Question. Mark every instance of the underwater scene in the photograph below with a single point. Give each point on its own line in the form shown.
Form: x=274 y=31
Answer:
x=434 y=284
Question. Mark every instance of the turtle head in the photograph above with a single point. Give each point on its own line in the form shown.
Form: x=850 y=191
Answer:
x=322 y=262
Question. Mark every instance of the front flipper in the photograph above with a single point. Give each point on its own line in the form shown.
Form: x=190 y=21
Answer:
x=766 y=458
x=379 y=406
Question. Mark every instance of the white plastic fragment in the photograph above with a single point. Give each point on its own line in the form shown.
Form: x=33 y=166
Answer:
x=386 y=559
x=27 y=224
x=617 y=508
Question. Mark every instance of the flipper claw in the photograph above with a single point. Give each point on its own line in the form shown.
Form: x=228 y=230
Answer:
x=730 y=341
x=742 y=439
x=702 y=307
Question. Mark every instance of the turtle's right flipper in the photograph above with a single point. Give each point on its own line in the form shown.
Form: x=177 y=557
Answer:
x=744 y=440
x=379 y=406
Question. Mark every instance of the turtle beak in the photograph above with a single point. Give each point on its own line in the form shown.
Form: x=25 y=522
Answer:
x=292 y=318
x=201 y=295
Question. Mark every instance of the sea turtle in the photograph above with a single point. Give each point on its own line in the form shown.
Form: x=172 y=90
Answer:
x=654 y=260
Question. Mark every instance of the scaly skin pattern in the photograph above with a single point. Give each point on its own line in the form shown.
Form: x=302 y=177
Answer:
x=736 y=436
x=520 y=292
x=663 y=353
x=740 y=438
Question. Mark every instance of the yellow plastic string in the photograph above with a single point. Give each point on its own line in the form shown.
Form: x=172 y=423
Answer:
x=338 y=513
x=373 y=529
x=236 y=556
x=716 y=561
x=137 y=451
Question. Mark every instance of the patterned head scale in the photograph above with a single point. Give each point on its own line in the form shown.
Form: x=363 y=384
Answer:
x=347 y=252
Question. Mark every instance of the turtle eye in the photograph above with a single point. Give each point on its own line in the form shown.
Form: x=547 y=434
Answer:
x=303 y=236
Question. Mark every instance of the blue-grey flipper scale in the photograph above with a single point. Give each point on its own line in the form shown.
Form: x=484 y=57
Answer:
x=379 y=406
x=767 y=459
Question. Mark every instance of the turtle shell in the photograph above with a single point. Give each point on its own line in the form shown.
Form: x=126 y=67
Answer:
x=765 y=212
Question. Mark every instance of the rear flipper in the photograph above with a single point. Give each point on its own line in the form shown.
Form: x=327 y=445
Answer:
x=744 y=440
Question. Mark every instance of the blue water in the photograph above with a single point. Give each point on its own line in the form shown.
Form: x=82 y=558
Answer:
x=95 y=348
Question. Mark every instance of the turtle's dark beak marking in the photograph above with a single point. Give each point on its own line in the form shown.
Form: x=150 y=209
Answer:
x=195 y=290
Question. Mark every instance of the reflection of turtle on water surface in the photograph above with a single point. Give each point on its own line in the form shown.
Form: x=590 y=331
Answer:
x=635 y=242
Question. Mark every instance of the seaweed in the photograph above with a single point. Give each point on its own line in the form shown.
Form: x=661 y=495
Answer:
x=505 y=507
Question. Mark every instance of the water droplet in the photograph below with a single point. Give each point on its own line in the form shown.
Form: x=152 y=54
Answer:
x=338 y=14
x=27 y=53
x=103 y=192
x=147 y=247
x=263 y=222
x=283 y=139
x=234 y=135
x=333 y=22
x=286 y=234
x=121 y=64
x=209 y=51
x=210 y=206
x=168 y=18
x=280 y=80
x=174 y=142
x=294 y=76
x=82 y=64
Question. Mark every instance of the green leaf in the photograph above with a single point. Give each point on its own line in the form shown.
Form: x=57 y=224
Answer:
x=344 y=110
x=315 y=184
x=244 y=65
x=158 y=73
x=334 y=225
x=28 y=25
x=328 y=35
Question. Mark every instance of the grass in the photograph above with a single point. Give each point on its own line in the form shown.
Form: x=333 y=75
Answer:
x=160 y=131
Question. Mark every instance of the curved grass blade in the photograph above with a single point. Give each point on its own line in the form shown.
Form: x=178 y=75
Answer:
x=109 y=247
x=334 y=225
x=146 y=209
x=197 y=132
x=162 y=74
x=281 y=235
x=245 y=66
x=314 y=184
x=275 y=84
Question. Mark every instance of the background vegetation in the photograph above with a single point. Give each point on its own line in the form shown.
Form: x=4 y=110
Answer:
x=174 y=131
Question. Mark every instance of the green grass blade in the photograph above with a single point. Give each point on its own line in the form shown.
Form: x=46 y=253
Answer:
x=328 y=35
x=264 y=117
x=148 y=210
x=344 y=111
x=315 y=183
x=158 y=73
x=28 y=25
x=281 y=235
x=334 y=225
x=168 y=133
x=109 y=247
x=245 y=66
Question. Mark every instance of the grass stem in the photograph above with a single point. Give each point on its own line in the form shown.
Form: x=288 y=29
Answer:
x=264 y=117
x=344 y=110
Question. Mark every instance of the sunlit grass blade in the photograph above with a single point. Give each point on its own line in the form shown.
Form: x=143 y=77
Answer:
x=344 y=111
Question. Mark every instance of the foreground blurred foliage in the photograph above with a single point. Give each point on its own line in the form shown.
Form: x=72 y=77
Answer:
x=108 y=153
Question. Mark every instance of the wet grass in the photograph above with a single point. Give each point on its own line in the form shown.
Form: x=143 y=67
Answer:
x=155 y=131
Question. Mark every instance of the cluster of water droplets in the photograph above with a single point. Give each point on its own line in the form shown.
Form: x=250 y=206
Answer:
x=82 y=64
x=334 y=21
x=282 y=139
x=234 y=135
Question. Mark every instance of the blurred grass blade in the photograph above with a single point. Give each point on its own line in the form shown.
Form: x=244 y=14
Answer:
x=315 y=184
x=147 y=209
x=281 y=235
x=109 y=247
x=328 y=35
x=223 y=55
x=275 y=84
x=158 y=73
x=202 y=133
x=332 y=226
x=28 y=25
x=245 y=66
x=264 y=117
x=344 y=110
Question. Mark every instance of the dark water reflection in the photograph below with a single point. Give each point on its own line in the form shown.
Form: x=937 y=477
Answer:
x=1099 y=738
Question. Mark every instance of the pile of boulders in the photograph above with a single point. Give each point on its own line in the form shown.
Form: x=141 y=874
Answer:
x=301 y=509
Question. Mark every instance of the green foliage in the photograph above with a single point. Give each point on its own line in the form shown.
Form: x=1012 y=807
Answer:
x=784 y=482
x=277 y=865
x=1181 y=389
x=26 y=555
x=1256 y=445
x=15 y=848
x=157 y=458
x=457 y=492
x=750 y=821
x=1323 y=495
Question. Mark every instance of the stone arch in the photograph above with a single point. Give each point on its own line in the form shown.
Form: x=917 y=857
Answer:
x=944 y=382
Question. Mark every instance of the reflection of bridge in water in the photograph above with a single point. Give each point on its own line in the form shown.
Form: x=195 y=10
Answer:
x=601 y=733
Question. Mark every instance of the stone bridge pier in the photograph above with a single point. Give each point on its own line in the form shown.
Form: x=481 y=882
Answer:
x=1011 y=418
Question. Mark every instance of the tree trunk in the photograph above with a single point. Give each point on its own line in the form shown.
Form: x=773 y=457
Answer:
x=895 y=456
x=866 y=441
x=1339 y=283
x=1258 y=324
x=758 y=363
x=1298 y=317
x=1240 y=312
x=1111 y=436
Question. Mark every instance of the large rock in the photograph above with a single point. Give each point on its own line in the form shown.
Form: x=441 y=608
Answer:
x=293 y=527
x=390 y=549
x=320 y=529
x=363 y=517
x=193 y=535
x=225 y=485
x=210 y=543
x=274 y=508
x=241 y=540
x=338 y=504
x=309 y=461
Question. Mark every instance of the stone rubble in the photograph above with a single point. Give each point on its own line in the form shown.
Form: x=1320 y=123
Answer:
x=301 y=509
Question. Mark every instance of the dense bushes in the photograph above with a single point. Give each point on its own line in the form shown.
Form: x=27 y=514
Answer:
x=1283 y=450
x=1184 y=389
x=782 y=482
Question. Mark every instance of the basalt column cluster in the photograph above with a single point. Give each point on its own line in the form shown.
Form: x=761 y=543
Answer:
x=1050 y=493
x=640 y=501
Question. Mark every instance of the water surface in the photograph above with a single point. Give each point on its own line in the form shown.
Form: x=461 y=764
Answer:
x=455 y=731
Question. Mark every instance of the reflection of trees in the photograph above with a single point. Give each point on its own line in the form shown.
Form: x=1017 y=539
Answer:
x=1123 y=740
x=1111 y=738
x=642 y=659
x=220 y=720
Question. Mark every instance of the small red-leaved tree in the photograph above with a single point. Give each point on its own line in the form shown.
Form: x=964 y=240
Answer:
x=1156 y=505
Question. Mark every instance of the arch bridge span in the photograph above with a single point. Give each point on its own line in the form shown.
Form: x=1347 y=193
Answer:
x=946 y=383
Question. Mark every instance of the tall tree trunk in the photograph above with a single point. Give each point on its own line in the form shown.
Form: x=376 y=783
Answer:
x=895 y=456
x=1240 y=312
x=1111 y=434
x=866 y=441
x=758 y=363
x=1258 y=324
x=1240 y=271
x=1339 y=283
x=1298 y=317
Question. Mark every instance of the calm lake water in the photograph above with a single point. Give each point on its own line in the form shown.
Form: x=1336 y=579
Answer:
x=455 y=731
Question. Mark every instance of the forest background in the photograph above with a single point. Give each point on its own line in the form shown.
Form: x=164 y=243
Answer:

• [Aim of the exercise]: Given the records above, return exactly the lines starting at the line containing "Question. Mark every instance of the dense" and ending at the line containing "Form: x=1017 y=539", including both.

• [Result]:
Question. Mark every instance of the dense bushes in the photograph above with a single point. Give each point on its own line in the form shown.
Form: x=27 y=514
Answer:
x=1283 y=450
x=1184 y=389
x=782 y=482
Question. Mark every instance of the basalt column cluster in the photograph above with a single point. Give each point on its own line in the form shown.
Form: x=761 y=543
Answer:
x=1050 y=493
x=640 y=501
Question. Mark every instance of the water surface in the photograph above with a single point. Give each point on its own line in the form shown.
Form: x=461 y=764
Answer:
x=455 y=731
Question. Mark every instance of the reflection of trees in the photograph above with a single point. Give each point on its own line in the form shown.
Form: x=1017 y=539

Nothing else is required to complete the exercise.